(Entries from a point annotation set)
** Start **

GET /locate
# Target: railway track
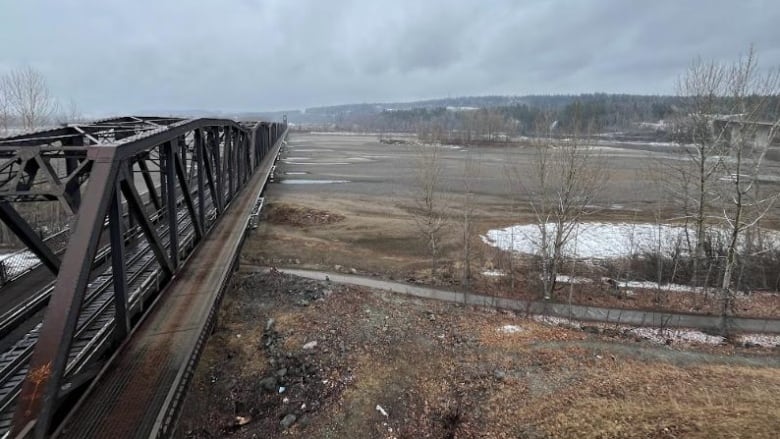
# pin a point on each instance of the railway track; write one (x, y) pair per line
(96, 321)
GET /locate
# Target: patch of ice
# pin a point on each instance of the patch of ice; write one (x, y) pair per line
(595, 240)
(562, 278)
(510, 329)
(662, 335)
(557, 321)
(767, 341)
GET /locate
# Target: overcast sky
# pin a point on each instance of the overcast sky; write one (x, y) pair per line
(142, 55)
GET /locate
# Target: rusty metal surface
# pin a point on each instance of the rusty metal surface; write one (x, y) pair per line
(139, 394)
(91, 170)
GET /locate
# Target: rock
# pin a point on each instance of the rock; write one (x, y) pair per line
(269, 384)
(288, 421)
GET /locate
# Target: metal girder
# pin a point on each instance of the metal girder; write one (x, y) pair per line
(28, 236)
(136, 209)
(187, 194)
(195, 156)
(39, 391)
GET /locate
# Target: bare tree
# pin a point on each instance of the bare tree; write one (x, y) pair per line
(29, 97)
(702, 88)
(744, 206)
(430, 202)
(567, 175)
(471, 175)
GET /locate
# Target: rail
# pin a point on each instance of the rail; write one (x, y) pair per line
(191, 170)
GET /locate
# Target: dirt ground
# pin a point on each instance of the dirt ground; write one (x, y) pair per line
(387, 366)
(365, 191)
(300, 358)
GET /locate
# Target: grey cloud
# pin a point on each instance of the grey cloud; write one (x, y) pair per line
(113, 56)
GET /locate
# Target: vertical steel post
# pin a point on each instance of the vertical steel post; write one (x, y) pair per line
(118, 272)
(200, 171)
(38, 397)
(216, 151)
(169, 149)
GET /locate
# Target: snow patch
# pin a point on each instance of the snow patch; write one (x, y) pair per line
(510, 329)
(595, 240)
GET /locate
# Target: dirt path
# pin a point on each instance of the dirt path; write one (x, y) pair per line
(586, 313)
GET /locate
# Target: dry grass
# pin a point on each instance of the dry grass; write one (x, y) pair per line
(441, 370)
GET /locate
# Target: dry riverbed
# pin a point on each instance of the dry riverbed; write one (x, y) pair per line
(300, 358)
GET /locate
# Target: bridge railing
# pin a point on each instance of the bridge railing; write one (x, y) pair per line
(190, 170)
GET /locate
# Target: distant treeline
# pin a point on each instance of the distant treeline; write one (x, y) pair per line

** End **

Task:
Restate the records word for word, omitting images.

Written answer:
GET /locate
# Target: railway track
# pin a point on each instance of the railway track; write one (x, y) pair per line
(96, 321)
GET /locate
# Target: patch of ice
# pin a point on each instance of the patch of ice; write one (x, y) pair per line
(595, 240)
(562, 278)
(510, 329)
(662, 335)
(557, 321)
(767, 341)
GET /locate
# Target: overcast sky
# pin a point on each instance of the overcast sky; write one (x, y) pair per line
(142, 55)
GET /locate
# Target: rusty metal surface
# pin a point on each instance of the rusty metal surface; write one (x, y) pair per line
(139, 394)
(91, 170)
GET /locate
# Target: rock
# pin a point on each instance of the rock; write one (x, y) pair per line
(269, 384)
(288, 421)
GET /locate
# Target: metal girder
# pin a point on each instance of the metal girder; write one (x, y) pair per line
(28, 236)
(136, 209)
(187, 194)
(195, 156)
(39, 391)
GET /locate
# Target: bare tree
# pin a point on each instance of the bare tree; write one (x, y) pair per line
(29, 97)
(702, 88)
(744, 206)
(430, 202)
(567, 175)
(471, 175)
GET /locate
# Target: rail
# pin a point on each instance of the rail; write one (x, y) pair per line
(191, 170)
GET /locate
# Target: dirt ground
# pin a point on each instance of the dirt ground; write one (x, y) pair per line
(387, 366)
(365, 191)
(300, 358)
GET /locate
# Target: grey cloud
# pin a point on each instance of the grey cloud; write one (x, y) pair per line
(113, 56)
GET /locate
# Target: vertical steel post
# pin a point on each instance of the vertical steel post; write one (x, y) pair per line
(118, 272)
(200, 171)
(38, 397)
(216, 151)
(169, 149)
GET /locate
# Target: snow patch
# pin a point on each instance of the snow patch; write one (x, y) pair per line
(510, 329)
(595, 240)
GET /locate
# Target: dirt path
# pin a point on each instance of the dirt path; write one (x, y) pair per line
(586, 313)
GET /locate
# Target: dry grass
# pin a point on each instance of the dry grass; write one (x, y) pair per line
(441, 370)
GET /locate
# Target: dry riverbed
# pin a point on each instance of the dry riverbed; write one (x, y) pair per line
(300, 358)
GET /locate
# Target: bridge railing
# pin a point on each instance of the bridge railing; write one (x, y) pair per line
(190, 170)
GET /locate
# Target: distant treeline
# pin a point on each instance of the distant treeline; write one (x, y) pair per line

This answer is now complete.